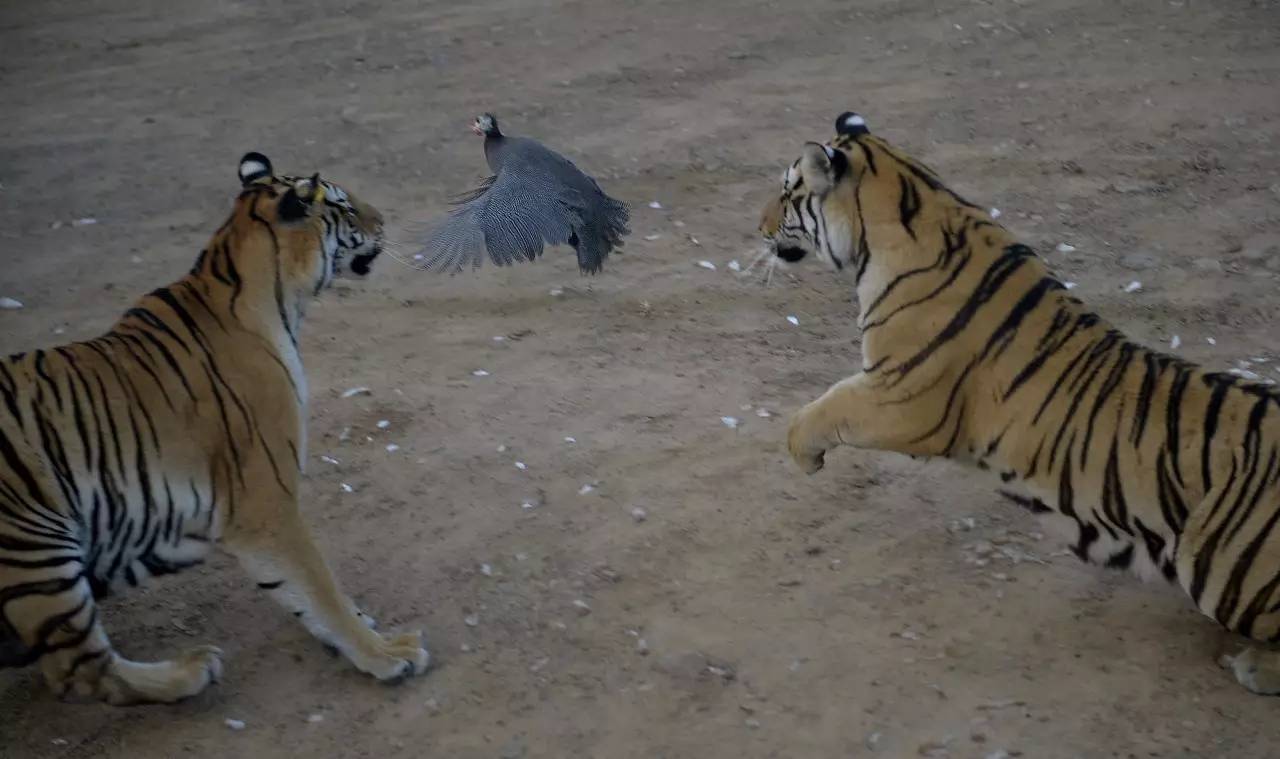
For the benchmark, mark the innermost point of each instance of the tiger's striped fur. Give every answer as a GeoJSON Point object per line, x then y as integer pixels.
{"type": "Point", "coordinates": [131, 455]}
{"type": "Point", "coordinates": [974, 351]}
━━━━
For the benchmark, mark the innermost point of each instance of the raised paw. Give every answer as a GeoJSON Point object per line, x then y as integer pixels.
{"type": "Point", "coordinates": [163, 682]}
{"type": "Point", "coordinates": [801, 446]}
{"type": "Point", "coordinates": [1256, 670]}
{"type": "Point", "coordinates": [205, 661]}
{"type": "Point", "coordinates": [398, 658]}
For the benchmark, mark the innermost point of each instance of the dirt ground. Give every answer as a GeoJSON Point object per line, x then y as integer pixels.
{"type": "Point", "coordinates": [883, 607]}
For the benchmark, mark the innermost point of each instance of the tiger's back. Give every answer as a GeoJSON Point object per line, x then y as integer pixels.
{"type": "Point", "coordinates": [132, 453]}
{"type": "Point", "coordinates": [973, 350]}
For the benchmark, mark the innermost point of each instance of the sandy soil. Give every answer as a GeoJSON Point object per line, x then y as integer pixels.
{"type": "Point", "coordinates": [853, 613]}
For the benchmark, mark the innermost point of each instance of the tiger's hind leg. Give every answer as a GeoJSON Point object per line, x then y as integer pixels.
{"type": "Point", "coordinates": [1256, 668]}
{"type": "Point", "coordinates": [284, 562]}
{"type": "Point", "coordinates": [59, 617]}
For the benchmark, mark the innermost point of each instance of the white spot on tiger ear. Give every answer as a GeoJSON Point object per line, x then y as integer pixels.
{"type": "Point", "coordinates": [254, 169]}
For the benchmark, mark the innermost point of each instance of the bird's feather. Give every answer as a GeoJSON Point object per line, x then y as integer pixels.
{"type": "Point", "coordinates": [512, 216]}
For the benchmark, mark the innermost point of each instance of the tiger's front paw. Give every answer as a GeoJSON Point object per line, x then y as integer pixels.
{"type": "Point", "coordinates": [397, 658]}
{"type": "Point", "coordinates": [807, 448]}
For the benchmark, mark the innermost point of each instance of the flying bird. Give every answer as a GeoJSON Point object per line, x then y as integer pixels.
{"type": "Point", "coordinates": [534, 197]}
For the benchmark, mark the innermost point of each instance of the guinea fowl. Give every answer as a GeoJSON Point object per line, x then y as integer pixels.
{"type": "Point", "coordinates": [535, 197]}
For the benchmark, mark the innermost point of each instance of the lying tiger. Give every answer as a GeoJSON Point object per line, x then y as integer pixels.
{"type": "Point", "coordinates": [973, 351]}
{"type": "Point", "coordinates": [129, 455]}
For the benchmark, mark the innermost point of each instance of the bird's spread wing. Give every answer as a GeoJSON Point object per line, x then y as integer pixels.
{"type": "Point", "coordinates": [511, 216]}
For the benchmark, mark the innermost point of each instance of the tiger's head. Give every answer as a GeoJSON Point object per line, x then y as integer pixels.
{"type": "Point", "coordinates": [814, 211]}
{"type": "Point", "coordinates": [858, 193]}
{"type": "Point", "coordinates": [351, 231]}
━━━━
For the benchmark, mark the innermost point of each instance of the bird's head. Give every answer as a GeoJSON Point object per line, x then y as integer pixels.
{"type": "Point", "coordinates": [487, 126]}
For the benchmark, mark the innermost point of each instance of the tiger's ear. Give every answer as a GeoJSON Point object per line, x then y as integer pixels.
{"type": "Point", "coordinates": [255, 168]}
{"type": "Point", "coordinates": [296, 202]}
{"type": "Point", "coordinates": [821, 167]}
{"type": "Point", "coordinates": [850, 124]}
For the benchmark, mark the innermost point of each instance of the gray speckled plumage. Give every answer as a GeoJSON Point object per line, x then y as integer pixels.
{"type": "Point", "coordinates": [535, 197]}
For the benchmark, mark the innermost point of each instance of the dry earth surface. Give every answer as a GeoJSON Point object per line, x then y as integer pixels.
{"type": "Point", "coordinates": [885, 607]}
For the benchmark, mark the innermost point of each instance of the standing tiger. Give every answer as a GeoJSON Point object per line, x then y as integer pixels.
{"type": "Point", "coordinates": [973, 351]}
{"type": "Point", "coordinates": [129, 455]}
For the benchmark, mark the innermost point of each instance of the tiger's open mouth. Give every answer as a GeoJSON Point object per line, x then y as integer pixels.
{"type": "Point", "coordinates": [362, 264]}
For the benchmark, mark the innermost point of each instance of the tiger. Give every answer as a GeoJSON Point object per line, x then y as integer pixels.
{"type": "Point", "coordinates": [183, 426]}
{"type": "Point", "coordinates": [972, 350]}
━━━━
Locate each line in the records that contains the word "head" and copy those lines. Treat case as significant.

**Answer in full:**
For the benchmark, mark the innermost point of each instance of the tiger's head. Give every answer as a GeoJSON Point object per line, x then y as integer pixels.
For the benchmark, mark the innermost point of each instance of the bird's head. Give every answer as a GeoJSON Point object per line, x then y as integer pixels.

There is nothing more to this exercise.